TASK GOAL
Copy out each of the following lines word for word, keeping every number unchanged.

INPUT
==============================

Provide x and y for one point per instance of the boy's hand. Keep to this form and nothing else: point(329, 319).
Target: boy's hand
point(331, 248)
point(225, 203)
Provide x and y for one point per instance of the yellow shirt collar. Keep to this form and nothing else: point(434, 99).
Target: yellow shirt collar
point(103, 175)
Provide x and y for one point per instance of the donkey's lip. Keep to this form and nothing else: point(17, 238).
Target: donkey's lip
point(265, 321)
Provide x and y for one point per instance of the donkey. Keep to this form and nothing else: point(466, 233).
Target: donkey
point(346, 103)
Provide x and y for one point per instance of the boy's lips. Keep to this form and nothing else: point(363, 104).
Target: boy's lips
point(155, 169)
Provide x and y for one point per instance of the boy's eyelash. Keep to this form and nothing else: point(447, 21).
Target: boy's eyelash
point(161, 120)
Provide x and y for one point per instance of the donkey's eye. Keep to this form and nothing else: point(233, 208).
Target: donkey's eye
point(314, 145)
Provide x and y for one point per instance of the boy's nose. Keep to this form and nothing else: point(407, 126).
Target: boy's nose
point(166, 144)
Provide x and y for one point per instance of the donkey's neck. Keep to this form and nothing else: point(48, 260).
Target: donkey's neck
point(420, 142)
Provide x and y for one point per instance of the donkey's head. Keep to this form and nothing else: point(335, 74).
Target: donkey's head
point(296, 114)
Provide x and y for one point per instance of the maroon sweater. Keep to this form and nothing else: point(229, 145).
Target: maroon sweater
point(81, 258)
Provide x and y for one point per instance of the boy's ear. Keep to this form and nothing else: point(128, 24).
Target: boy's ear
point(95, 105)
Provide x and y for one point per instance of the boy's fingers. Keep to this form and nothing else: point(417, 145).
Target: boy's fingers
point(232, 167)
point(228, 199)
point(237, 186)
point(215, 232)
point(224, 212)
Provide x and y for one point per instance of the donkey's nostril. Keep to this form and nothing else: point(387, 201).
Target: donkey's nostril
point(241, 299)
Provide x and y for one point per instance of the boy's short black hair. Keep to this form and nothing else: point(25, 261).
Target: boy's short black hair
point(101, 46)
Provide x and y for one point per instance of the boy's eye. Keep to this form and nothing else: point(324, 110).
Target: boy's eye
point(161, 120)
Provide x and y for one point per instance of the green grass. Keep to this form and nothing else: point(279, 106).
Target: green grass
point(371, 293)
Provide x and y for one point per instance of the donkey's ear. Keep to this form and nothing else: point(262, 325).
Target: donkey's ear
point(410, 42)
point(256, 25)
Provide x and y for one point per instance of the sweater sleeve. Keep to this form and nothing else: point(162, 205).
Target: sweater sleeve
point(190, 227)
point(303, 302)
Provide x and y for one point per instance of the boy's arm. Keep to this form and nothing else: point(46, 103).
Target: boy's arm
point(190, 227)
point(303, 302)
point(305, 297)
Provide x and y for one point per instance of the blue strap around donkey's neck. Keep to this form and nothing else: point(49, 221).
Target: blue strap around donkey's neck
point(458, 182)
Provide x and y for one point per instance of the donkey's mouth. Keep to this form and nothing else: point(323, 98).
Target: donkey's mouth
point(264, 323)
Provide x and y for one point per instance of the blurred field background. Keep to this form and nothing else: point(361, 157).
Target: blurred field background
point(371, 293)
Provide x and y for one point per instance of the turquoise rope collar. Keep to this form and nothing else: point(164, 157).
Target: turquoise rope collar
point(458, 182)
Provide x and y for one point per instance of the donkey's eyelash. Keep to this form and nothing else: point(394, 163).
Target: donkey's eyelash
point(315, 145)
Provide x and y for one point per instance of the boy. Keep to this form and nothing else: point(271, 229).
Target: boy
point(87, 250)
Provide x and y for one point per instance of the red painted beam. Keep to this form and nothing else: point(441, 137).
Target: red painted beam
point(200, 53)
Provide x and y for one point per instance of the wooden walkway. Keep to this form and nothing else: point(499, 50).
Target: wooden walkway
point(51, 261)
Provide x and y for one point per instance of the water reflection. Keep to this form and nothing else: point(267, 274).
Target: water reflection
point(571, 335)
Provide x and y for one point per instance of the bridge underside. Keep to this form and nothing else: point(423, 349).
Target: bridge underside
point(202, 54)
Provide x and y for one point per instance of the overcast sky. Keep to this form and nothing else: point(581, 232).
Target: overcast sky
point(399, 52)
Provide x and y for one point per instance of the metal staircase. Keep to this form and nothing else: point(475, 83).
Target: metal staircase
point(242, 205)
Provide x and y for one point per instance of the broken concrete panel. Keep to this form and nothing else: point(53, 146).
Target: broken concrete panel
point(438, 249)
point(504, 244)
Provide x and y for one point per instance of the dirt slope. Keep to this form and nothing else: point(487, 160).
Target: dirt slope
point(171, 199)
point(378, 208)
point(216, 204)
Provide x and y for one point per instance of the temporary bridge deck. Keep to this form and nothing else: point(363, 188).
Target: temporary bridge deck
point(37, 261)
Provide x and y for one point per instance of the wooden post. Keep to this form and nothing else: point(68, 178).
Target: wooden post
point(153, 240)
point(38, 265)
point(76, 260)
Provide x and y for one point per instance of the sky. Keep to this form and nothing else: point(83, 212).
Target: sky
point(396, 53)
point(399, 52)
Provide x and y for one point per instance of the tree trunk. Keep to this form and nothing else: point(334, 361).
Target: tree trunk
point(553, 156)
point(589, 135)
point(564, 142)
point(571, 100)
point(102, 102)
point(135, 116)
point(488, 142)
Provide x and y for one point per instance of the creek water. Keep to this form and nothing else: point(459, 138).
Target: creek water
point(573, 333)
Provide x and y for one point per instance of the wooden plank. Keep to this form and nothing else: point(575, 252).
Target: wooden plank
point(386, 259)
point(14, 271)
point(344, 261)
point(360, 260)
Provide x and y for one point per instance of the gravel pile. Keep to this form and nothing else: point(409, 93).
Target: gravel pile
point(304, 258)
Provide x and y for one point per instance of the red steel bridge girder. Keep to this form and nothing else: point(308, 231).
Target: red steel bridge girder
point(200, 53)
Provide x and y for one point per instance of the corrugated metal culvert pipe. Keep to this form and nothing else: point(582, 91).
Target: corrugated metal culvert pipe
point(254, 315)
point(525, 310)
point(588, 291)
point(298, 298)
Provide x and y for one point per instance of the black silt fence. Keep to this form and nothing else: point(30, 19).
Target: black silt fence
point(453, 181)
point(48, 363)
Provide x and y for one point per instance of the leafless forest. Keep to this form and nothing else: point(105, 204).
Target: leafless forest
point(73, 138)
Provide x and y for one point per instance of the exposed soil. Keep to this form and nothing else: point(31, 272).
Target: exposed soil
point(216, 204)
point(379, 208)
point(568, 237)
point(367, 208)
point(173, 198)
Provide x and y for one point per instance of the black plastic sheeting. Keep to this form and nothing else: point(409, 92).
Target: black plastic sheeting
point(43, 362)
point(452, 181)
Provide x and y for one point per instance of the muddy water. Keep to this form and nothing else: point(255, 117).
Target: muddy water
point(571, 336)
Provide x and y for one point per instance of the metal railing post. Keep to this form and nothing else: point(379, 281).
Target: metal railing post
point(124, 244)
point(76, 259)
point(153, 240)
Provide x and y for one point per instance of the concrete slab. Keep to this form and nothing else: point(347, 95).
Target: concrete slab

==============================

COMPLETE RESPONSE
Provide x and y for one point per instance of the boy's hand. Keep to this form and nothing else: point(329, 319).
Target: boy's hand
point(331, 248)
point(225, 203)
Provide x and y for one point per instance of the yellow shirt collar. Keep to this form and nothing else: point(434, 99).
Target: yellow shirt collar
point(103, 175)
Provide x and y for one point per instance of the donkey's lip. Keep to this form and nothing else: point(17, 238).
Target: donkey's lip
point(265, 321)
Provide x and y for one point per instance of the donkey. Keep to this form and nothing else: point(466, 233).
Target: donkey
point(346, 103)
Provide x and y for one point per instance of the boy's lips. Keep to this form and nothing else: point(363, 104).
Target: boy's lips
point(155, 169)
Provide x and y for one point per instance of the boy's eyelash. Keep to this form and nothing else: point(447, 21).
Target: boy's eyelash
point(161, 120)
Provide x and y for one point per instance of the donkey's eye. Keep to this form and nothing else: point(233, 208).
Target: donkey's eye
point(314, 145)
Provide x and y for one point per instance of the boy's nose. Keep to this form and nothing else: point(407, 126).
Target: boy's nose
point(166, 144)
Provide x and y for one point per instance of the donkey's neck. Keep to this form and nothing else: point(48, 260).
Target: donkey's neck
point(420, 142)
Provide x and y for one point per instance of the donkey's head. Keep to this form and nothing else: point(335, 74).
Target: donkey's head
point(296, 114)
Provide x and y for one point per instance of the maroon sweater. Keep to this form and nothing else: point(229, 145).
Target: maroon sweater
point(81, 258)
Provide x and y for one point per instance of the boy's ear. Keep to this form and nothing else: point(128, 24).
Target: boy's ear
point(95, 105)
Provide x and y for one point per instance of the boy's fingers. Keep to this form and nothing else: point(417, 145).
Target: boy's fingers
point(232, 167)
point(228, 199)
point(237, 186)
point(215, 232)
point(224, 212)
Provide x and y for one point per instance of the donkey's nostril. Keep to this form and nothing else: point(387, 201).
Target: donkey's nostril
point(241, 299)
Provide x and y for one point per instance of the boy's short black hair. Keep to this form and nothing else: point(25, 261).
Target: boy's short black hair
point(101, 46)
Provide x and y for one point per instance of the boy's eye. Keep to this form and nothing else: point(324, 110).
Target: boy's eye
point(161, 120)
Provide x and y for one point per instance of the green grass. Keep to this form and nothing else: point(279, 106).
Target: green grass
point(371, 293)
Provide x and y for one point per instance of the donkey's ear. Keep to this form and nothing else: point(262, 325).
Target: donkey's ear
point(410, 42)
point(256, 25)
Provide x and y for one point per instance of the sweater sleeve. Keep to this form and nothing else: point(162, 205).
Target: sweater sleeve
point(190, 227)
point(303, 302)
Provide x and y for one point per instance of the boy's arm. Keep to this form and nothing else: point(46, 103).
Target: boy's arm
point(190, 227)
point(303, 302)
point(305, 297)
Provide x and y for one point per instance of the blue strap around donkey's neck. Keep to this form and nothing else: point(49, 221).
Target: blue strap around donkey's neck
point(458, 182)
Provide x and y for one point per instance of the donkey's mouth. Keep to this form and nothing else: point(323, 98).
Target: donkey's mouth
point(264, 323)
Provide x and y for one point per instance of the blurred field background. Keep to this form and nothing else: point(361, 157).
Target: blurred field background
point(371, 293)
Provide x and y for one point per instance of the turquoise rope collar. Keep to this form and nothing else: point(164, 157).
Target: turquoise rope collar
point(458, 182)
Provide x and y for one point per instance of the donkey's eyelash. Keep to this form and nothing else: point(394, 163).
Target: donkey's eyelash
point(315, 145)
Provide x and y for one point per instance of the boy. Keep to this form and nothing else: point(271, 229).
Target: boy
point(87, 250)
Provide x and y for one point per instance of the red painted beam. Keep to this form and nothing else: point(441, 137).
Target: red painted beam
point(200, 53)
Provide x and y for one point per instance of the wooden walkway. Keep to this form and nothing else: point(499, 50).
Target: wooden walkway
point(51, 261)
Provide x and y for one point per instance of the water reflection. Keep to this form and nothing else: point(267, 274).
Target: water reflection
point(571, 335)
Provide x and y for one point per instance of the bridge underside. Keep to this form and nothing else: point(423, 349).
Target: bridge underside
point(202, 54)
Provide x and y for one point per instance of the overcast sky. Keep to this form and nothing else: point(581, 232).
Target: overcast sky
point(399, 52)
Provide x and y for one point per instance of the metal staircase. Keep to this form and nothing else: point(475, 83).
Target: metal staircase
point(242, 205)
Provide x and y for one point per instance of the broken concrete panel. Keep to this form and nothing else: point(53, 146).
Target: broken concrete panel
point(438, 249)
point(504, 244)
Provide x and y for one point per instance of the dirt slope. Keep to this form and nothing else: point(487, 160).
Target: dirt slope
point(171, 199)
point(378, 208)
point(216, 204)
Provide x and y for one point per instance of the temporary bridge deck. Keep to this form and nothing else: point(363, 188).
Target: temporary bridge deck
point(37, 261)
Provide x and y for one point per instance of the wooden post. Keep to this form and nothing else: point(68, 178).
Target: wooden post
point(153, 240)
point(38, 265)
point(76, 260)
Provide x and y for one point per instance of the sky. Keep to this form and nothing else: point(83, 212).
Target: sky
point(396, 53)
point(399, 52)
Provide x and y for one point per instance of the tree trunk. Keep to this form and nothing else: point(334, 361).
Target: tree trunk
point(553, 156)
point(589, 135)
point(564, 142)
point(571, 100)
point(102, 102)
point(135, 116)
point(488, 142)
Provide x and y for one point per instance of the creek water. Keep to this form and nothing else: point(459, 138).
Target: creek water
point(573, 333)
Provide x and y for one point per instance of the wooden plank. Keep to this form and nothing else: point(575, 252).
Target: wooden plank
point(386, 259)
point(14, 271)
point(344, 261)
point(360, 260)
Provide x and y for one point per instance of the gravel pile. Keep to this form and nothing else: point(409, 93).
Target: gravel pile
point(304, 258)
Provide x and y for one point per instance of the red steel bridge girder. Keep to this form and nothing else: point(308, 231).
Target: red steel bridge girder
point(200, 53)
Provide x and y for one point per instance of the corrugated metal culvert pipe. Keep to this form and nothing else: point(582, 91).
Target: corrugated metal culvert pipe
point(254, 315)
point(525, 310)
point(588, 291)
point(298, 298)
Provide x and y for one point per instance of the black silt fence. Keep to this form and nothing else: point(30, 19).
Target: black silt fence
point(453, 181)
point(48, 363)
Provide x and y for one point per instance of the leafless forest. Keep to this form and nothing else: point(105, 204).
Target: leafless forest
point(73, 138)
Provide x and y for one point per instance of the exposed soil. Keep to this form and nothing else: point(31, 272).
Target: exposed soil
point(216, 204)
point(379, 208)
point(568, 237)
point(367, 208)
point(173, 198)
Provide x and y for one point per instance of the black plastic sheeting. Keep to this form and nothing else: point(409, 92).
Target: black plastic sheeting
point(43, 362)
point(452, 181)
Provide x and y for one point per instance of the muddy water. Keep to this form and nothing else: point(255, 117).
Target: muddy water
point(571, 336)
Provide x and y for one point per instance of the metal railing post. Keep to this form and nothing else: point(379, 281).
Target: metal railing post
point(124, 244)
point(76, 259)
point(153, 240)
Provide x and y for one point per instance of the concrete slab. Keep to this form and nothing else: point(347, 95).
Target: concrete slab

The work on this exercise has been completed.